What is required =
Copy the data below, swapping every "bauble" for "ornament" and keeping everything else the same.

--*--

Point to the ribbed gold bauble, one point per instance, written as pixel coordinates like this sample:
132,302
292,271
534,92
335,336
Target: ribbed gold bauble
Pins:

--*--

Exercise solution =
Point to the ribbed gold ornament, one point per instance, written as pixel coordinates like this sample:
132,302
292,271
534,92
335,336
Target: ribbed gold ornament
Pins:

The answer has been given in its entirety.